EXERCICES PROPOSÉS —
**1.** Dans l'extrait sur l'étude génétique du VIH, en quelles années ont été collectés les échantillons sanguins prélevés à San Francisco et à New York ?
**2.** Reprenez l'extrait sur l'étude génétique du VIH à partir de sa dernière phrase et poursuivez-le.

EXTRAIT À LIRE —
####

Et voilà donc que tout s’effondre. Ou presque. Une nouvelle étude génétique, rendue publique à la Conference on Retroviruses and Opportunistic Infections (CROI) à Boston (Etats-Unis), ébrèche l’histoire. C’est, en tout cas, un très beau travail, effectué par Michael Worobey, biologiste moléculaire à l’université d’Arizona à Tucson. Celui-ci a analysé la séquence génétique de souches virales présentes dans des échantillons sanguins collectés en 1978 et 1979 chez des homosexuels à San Francisco et New York. Ces séquences ont été ensuite comparées à celle du virus contenu dans un échantillon sanguin de Gaëtan Dugas. Et peu à peu, grâce aux incroyables progrès des techniques de biologie moléculaire, le fil a pu se dérouler.
Le virus du sida se modifie légèrement, on le sait, chaque fois qu’il se reproduit. Globalement, l’épidémie américaine de sida remonte aux années 70 pour New York, le virus atteignant ensuite San Francisco.«Dans l’arbre phylogénétique des premiers isolats viraux américains, le génome viral de Gaëtan Dugas se situe entre les deux. Le génome du VIH qu’il hébergeait est proche de celui de souches virales qui circulaient à Haïti, où il s’était rendu en 1977», révèle le travail de Michael Worobey.

####

DONNÉES FOURNIES —

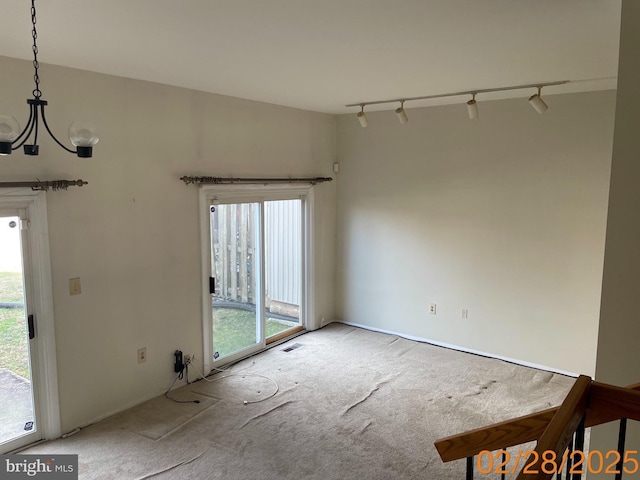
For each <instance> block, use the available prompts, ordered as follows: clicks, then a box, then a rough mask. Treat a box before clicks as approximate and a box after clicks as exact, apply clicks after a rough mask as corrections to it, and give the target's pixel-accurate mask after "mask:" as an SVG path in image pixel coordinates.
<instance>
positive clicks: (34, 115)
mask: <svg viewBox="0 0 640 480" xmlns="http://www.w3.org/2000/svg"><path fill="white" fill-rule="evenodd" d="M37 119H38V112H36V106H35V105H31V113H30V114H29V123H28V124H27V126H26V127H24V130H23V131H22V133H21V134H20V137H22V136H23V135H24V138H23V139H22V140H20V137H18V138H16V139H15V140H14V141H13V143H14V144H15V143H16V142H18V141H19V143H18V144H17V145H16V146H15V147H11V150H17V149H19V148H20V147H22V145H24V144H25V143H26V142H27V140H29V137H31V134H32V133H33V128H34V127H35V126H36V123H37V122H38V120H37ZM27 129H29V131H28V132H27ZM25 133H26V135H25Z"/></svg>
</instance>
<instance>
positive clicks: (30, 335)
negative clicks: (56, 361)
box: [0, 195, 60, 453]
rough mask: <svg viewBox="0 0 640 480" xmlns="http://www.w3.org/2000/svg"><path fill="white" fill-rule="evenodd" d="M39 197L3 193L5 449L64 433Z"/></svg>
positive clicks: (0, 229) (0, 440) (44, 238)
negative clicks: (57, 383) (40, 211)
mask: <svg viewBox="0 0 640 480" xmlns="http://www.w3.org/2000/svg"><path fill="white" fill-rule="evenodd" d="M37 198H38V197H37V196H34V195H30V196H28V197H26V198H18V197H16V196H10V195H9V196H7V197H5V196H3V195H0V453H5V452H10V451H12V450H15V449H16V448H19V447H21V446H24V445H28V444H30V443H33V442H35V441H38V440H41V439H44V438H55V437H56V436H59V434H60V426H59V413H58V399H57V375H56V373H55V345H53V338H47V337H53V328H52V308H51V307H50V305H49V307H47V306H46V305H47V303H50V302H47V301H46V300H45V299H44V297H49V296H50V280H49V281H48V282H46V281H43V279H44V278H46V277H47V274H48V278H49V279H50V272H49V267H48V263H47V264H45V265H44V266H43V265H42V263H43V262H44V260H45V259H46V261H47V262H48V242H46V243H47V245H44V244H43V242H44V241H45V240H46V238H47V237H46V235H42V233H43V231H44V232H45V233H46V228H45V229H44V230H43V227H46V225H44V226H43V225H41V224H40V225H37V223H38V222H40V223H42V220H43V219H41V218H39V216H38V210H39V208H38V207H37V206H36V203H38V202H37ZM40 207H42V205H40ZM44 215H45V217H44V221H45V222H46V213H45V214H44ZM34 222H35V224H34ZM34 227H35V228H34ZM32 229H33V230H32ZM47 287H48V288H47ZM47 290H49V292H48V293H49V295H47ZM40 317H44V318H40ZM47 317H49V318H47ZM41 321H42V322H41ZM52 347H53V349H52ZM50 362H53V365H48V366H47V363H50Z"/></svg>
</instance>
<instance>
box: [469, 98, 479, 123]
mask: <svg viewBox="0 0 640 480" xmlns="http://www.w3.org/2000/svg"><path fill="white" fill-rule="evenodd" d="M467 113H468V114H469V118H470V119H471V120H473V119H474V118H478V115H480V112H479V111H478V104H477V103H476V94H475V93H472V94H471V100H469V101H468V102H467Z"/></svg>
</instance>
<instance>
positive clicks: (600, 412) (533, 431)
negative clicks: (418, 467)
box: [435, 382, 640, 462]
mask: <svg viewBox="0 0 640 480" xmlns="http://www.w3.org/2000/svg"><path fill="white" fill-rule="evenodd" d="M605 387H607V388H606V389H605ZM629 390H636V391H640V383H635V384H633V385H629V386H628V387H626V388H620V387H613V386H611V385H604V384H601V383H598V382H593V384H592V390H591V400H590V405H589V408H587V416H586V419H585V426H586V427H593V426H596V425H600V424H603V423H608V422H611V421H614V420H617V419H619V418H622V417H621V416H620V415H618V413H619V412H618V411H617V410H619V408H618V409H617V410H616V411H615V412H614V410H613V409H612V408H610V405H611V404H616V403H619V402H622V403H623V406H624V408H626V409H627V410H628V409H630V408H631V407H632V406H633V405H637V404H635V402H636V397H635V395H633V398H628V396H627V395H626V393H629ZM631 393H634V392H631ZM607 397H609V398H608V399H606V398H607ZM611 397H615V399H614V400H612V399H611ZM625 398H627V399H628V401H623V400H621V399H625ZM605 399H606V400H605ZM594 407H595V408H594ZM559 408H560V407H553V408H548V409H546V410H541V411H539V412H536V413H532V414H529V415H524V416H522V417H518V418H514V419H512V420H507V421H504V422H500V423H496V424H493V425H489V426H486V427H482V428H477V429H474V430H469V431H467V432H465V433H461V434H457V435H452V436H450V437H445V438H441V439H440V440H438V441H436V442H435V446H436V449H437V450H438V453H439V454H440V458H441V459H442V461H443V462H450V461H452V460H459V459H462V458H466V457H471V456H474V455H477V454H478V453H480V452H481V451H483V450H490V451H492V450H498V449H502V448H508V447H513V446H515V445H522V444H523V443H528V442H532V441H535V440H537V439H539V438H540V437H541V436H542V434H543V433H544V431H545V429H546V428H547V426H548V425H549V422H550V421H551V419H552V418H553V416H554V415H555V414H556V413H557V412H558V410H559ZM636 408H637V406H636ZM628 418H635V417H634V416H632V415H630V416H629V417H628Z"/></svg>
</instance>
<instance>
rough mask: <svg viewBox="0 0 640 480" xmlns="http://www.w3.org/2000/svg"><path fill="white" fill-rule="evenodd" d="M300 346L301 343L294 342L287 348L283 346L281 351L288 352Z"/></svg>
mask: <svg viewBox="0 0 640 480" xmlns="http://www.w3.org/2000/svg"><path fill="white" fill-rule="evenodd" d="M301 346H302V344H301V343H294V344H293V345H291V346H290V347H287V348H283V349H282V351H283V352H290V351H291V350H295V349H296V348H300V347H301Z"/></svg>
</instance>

####

CORRIGÉ —
**1.** Ils ont été collectés en 1978 et 1979.

**2.**
«Les amants étaient comme les bronzages pour lui»
Gaëtan Dugas n’est donc pas le patient zéro. Dans l’histoire du sida, sa place avait aussi beaucoup tenu au livre And the Band Played on de Randy Shilts, journaliste au San Francisco Chronicle, livre paru en 1987 sur les premières années de l’épidémie et sur la riposte des communautés. Gaëtan Dugas était alors devenu une image de cette épidémie. Il était magnifique et il avait 29 ans quand il apprit qu’il était atteint du sida. Ce jeune Canadien avait un succès fou, multipliant les aventures, en particulier aux Etats-Unis.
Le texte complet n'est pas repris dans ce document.